Activity: Continue the discussion thread about the contractor's agreement from its final sentence, carrying on the reply that begins discussing the clause worth forwarding to the State Attorney General.

Document segment:

Your comments are attempts to justify an utterly bogus
contract. You are doing this by saying correctly that the
contractor needs protection...while ignoring the obvous fact
the contractor has deprived his customer of the customers
legitimate rights.

Not impressive.

Phil Scott





wrote in message
...

"Ken" wrote in message
...

"Edwin Pawlowski" wrote
Most of the clauses are
standard language stuff from the Commercial Code.


Eds right BTW, but playing Devils Advocate in this
post....read on..



Tell me you're kidding. There is nothing standard about
the parts below.

" 3. SHOULD DEFAULT BE MADE IN PAYMENT OF THIS AGREEMENT
FOR MORE THAN
FIFTEEN DAYS, A LATE CHARGE EQUAL TO FIVE PERCENT"


5% isnt high. There are contracts here that allow up to 25%
of the total to be added.
Your contractor isnt a bank, therefore, he wants his money
too.

This next one, would be worthwhile to forward to the State
Attorney General.

Data extracts:
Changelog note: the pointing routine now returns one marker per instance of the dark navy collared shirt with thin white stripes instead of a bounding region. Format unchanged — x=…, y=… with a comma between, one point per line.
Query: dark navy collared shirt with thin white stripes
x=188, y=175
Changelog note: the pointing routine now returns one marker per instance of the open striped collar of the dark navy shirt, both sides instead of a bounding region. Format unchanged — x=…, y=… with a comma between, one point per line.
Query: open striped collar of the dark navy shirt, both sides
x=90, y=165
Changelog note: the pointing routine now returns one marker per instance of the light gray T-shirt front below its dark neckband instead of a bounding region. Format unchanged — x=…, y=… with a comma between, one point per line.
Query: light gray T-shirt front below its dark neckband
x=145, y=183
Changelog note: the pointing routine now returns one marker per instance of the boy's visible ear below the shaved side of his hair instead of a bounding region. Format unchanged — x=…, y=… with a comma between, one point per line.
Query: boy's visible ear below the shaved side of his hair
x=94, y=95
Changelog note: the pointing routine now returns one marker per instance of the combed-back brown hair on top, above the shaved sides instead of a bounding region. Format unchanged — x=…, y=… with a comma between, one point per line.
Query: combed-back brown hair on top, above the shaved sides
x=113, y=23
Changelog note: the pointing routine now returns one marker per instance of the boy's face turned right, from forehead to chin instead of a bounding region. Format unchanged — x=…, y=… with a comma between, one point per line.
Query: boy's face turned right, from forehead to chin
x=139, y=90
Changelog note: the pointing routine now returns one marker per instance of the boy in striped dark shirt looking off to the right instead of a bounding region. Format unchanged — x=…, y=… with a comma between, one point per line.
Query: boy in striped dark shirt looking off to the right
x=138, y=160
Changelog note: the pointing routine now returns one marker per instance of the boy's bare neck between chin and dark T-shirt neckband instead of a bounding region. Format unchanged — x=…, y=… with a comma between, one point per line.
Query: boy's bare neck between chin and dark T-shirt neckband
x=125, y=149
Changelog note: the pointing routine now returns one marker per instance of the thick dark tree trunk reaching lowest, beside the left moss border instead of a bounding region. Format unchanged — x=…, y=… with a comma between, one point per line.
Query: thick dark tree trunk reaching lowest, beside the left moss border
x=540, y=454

Written response:
They think they're clever by putting the "not as a
penalty", where as it is
a penalty, and not allowed in any state.


Its allowed here...sorry.
Therefore, where do you get off saying its not allowed in
any state? If I go buy $100,000 of parts and supplies on a
contract that was signed by you, and you break the contract
cause the weather changed, then damn right you are gonna pay
something.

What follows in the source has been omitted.